Show every line below that contains the word "nightstand".

INPUT ROWS:
:::::
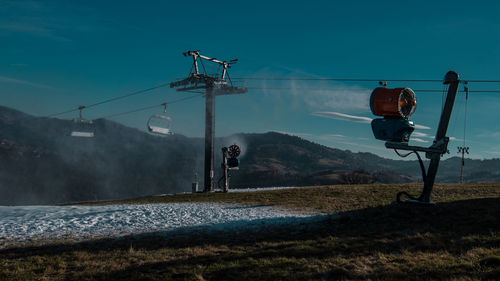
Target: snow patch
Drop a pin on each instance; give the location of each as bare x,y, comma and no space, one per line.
31,223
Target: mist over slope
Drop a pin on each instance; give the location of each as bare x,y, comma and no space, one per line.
40,163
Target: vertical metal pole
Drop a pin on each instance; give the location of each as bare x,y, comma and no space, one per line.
225,169
462,167
453,80
209,138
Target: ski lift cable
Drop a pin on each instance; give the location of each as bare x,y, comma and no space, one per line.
356,79
150,107
111,99
331,88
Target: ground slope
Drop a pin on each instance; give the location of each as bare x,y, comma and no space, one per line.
370,239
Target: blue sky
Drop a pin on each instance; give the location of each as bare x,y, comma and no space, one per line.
59,54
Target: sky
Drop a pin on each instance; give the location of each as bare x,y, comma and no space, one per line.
56,55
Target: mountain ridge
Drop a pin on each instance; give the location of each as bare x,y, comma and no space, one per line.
40,163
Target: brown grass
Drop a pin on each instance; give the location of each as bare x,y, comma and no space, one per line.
373,239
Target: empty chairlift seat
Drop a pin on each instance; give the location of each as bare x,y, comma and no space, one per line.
81,127
160,123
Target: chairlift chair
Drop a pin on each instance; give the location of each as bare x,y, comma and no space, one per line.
160,123
82,128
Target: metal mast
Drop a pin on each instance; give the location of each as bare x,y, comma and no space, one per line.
214,85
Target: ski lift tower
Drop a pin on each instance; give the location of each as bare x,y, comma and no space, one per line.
212,85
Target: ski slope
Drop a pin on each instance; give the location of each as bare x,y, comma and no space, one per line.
32,223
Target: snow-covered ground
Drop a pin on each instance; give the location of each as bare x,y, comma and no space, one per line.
31,223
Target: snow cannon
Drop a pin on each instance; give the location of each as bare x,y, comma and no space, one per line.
233,151
395,105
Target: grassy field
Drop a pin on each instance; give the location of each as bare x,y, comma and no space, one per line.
371,239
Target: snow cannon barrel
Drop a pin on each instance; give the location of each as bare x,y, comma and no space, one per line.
395,105
397,102
233,151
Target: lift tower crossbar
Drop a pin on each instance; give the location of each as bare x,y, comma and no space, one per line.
213,85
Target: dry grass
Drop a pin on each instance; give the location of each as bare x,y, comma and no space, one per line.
457,239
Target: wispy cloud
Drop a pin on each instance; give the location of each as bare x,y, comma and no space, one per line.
418,140
343,116
4,79
354,118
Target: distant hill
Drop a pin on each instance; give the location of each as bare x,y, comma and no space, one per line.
40,163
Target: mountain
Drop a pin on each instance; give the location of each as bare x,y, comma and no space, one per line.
40,163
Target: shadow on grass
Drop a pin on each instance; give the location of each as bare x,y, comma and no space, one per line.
386,229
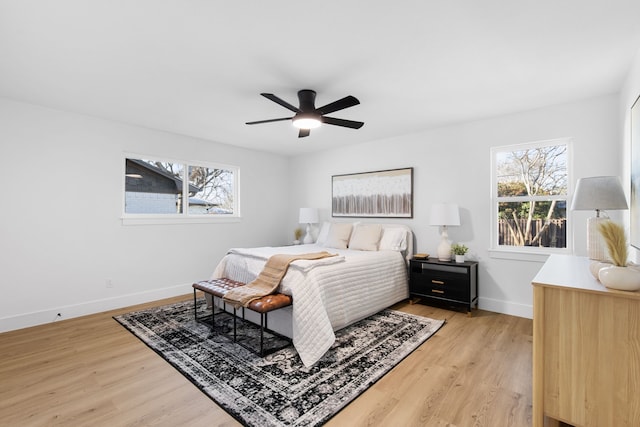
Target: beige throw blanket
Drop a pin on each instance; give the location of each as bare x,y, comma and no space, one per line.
269,278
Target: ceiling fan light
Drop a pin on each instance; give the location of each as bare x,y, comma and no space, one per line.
306,122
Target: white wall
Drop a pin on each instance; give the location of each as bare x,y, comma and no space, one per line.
452,164
628,95
61,234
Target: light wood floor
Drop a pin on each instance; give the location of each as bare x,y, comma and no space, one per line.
91,372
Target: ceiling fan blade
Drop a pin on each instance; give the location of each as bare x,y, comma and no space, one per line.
277,100
269,121
342,122
304,132
341,104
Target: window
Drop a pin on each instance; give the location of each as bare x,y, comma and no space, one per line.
155,188
530,187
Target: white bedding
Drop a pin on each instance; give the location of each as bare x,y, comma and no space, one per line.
328,294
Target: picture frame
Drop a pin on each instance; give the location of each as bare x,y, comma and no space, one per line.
377,194
634,205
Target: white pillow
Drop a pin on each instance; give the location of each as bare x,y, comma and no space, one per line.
393,239
365,237
338,236
324,232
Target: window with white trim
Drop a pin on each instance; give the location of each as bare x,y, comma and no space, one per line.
160,188
529,196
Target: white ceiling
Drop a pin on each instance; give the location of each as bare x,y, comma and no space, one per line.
197,67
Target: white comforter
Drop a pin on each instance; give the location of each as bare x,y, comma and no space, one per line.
328,294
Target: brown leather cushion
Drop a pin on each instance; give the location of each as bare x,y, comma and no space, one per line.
270,302
219,287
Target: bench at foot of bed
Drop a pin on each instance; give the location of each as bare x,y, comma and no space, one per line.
219,287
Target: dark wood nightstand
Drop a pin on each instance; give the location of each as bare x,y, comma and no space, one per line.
446,283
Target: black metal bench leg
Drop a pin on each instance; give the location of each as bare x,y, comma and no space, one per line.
263,324
234,325
195,307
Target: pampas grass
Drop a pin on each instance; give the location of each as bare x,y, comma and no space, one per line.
614,237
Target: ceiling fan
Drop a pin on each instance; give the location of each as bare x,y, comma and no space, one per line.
308,116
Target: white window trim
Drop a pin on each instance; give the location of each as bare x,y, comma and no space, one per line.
184,218
536,254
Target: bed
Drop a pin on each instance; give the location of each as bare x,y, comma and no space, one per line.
368,274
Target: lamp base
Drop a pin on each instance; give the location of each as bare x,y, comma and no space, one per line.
596,247
444,248
308,238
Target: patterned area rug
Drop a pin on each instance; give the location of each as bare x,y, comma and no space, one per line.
278,390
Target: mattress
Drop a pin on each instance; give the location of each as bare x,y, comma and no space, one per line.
328,294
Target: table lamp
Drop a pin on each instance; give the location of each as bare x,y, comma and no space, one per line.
598,193
308,216
445,214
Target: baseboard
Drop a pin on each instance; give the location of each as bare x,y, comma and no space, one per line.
91,307
506,307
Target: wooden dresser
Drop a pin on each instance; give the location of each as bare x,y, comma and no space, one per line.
586,348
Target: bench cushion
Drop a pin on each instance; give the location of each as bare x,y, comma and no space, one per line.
217,287
265,304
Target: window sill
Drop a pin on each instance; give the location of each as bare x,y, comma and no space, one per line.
540,257
175,220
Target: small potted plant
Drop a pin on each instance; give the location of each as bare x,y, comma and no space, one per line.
459,250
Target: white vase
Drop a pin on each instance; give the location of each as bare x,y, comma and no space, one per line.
596,266
622,278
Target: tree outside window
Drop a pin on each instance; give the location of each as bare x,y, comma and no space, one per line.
530,193
161,187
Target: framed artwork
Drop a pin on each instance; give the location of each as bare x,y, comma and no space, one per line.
635,176
379,194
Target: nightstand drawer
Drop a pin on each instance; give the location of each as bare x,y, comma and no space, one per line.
441,287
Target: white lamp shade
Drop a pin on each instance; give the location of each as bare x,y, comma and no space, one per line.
308,216
445,214
599,193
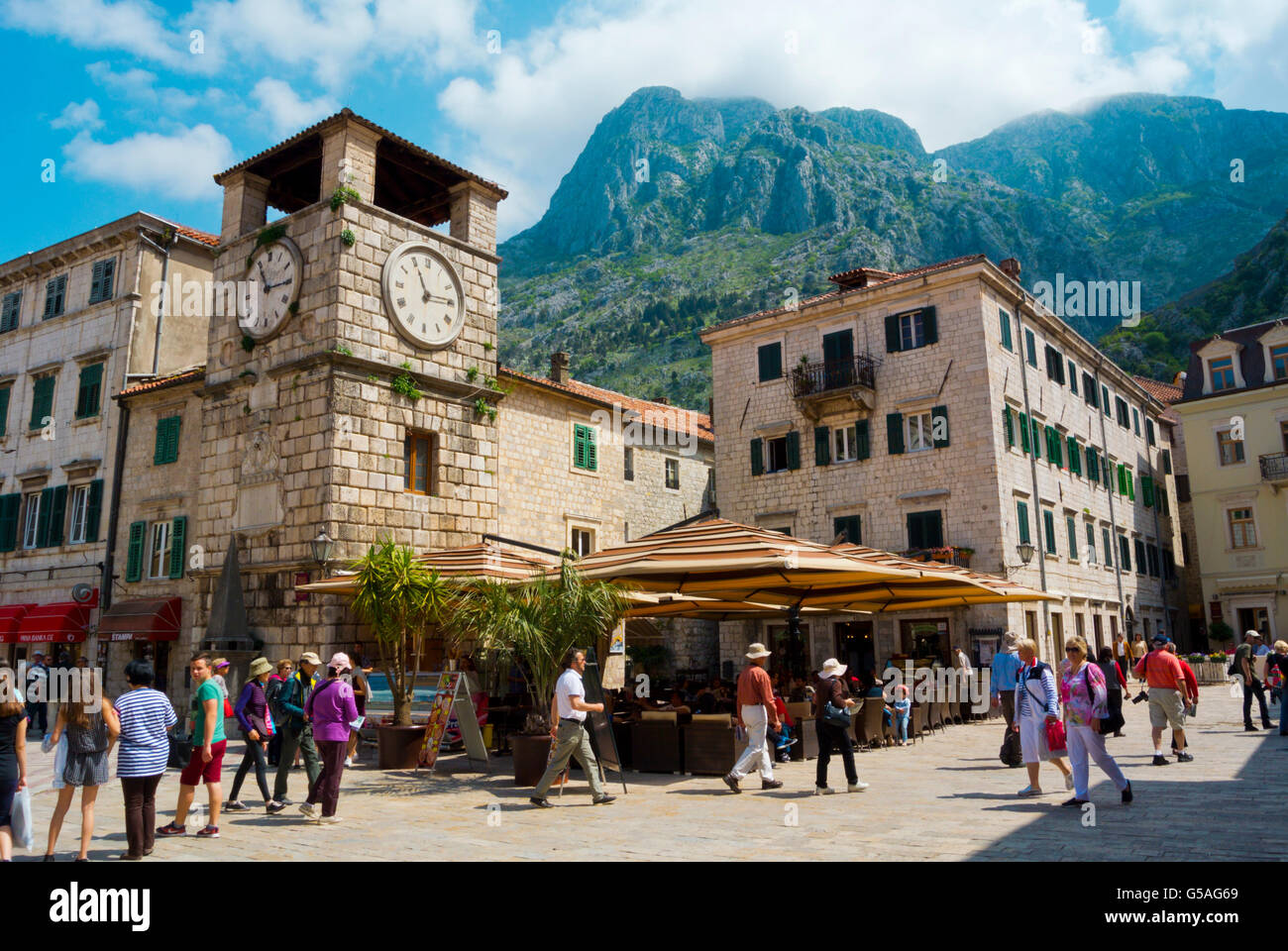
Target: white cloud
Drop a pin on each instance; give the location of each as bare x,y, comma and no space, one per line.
176,165
287,112
78,115
939,64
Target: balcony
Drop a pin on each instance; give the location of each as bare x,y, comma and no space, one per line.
851,380
1274,470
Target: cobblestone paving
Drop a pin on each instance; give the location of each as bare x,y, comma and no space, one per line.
944,797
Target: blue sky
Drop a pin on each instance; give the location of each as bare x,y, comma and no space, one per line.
133,118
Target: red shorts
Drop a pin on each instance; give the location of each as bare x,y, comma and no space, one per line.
197,771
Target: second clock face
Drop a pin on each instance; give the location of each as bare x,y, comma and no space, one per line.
424,295
271,285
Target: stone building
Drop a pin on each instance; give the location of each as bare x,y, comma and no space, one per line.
78,321
947,412
1235,416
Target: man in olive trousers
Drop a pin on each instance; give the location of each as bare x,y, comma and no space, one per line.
568,710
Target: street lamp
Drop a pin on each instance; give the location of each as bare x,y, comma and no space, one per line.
321,547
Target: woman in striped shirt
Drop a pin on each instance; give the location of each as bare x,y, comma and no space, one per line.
145,749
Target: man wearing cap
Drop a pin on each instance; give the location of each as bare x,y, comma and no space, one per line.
296,731
1168,696
756,711
1243,661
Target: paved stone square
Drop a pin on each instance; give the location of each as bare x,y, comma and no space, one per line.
944,797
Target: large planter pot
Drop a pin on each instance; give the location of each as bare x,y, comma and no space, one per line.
399,746
531,754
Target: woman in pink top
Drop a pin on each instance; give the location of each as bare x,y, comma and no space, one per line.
331,709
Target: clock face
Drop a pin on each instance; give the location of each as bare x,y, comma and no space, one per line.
271,285
423,295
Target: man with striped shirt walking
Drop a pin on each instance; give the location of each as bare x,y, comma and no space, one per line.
143,752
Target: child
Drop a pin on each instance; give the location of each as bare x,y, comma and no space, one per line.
902,710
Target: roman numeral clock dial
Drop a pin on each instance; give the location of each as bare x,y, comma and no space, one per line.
423,295
271,285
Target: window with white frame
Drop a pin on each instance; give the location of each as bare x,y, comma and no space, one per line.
583,541
159,551
1243,528
919,432
80,514
912,331
31,519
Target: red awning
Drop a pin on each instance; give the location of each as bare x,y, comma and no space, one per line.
145,619
62,622
9,617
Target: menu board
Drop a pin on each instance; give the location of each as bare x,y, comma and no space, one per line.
439,714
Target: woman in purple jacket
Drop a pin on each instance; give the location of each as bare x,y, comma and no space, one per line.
257,726
331,709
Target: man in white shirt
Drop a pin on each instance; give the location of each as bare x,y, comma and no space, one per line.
568,710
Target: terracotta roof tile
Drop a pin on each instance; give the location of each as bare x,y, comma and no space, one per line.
687,420
165,381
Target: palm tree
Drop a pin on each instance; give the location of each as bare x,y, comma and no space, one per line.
399,598
535,622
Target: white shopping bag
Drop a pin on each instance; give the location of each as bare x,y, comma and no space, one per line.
24,831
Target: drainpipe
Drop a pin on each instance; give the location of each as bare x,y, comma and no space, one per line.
1113,517
115,509
163,251
1033,472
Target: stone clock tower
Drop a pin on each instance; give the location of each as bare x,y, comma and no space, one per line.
334,317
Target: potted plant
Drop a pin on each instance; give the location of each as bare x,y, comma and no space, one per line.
398,596
533,624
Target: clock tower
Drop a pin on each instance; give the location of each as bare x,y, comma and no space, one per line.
351,367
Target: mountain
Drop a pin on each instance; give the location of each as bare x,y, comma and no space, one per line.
1254,290
679,213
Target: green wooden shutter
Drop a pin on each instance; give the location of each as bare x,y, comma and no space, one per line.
178,545
862,440
89,393
93,509
930,325
822,445
42,401
894,433
893,342
47,502
9,505
56,515
134,552
939,412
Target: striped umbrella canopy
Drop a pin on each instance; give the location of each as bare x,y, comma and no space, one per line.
489,560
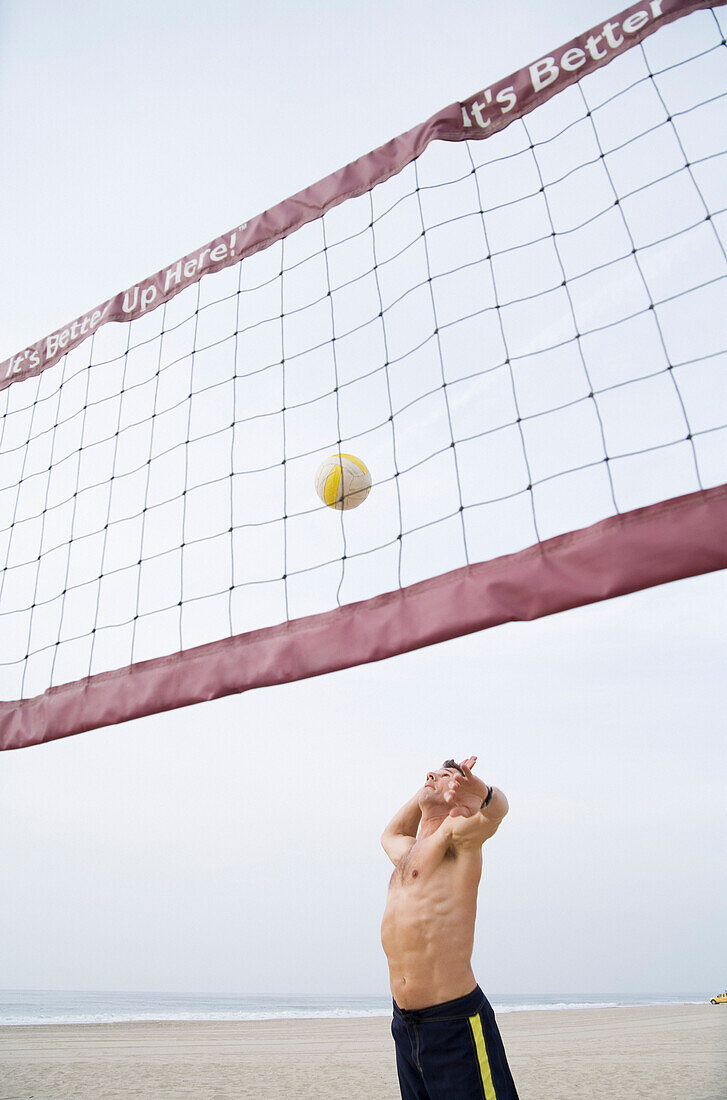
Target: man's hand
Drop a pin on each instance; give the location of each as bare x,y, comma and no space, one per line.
466,792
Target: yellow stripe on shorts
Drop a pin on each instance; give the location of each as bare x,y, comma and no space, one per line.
331,487
485,1071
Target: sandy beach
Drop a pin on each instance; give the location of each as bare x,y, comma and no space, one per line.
604,1054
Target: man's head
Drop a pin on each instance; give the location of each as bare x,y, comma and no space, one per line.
438,783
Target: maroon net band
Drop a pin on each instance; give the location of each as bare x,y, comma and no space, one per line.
477,117
65,574
663,542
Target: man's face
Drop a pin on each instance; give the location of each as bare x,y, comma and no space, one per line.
436,787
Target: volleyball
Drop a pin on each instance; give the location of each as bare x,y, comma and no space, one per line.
342,481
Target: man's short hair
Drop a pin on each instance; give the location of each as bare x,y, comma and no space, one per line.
451,763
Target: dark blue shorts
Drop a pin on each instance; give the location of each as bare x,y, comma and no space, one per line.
451,1052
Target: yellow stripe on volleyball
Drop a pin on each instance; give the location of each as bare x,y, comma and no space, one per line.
485,1071
342,482
331,486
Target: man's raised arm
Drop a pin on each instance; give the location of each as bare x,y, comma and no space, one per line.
400,833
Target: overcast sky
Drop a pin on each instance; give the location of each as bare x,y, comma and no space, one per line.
234,846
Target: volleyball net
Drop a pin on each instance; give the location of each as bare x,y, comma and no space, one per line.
524,338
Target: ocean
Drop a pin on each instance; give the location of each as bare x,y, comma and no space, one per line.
69,1007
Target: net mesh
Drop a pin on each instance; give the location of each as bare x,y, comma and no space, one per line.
519,337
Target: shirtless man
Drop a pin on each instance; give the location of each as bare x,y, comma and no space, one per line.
448,1045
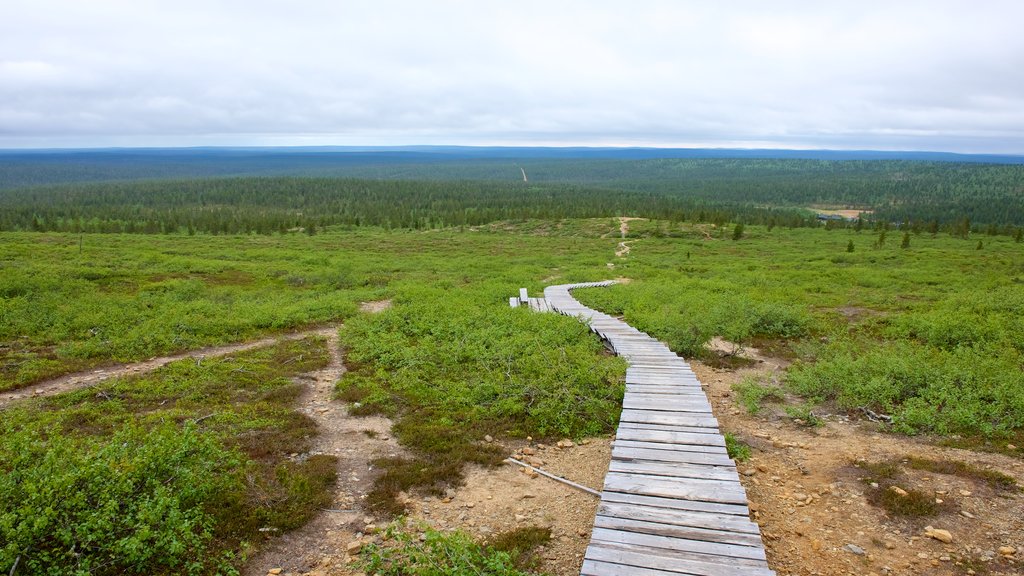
:::::
RESULT OF THIS EXERCISE:
Target: dark wood nightstand
Target: nightstand drawer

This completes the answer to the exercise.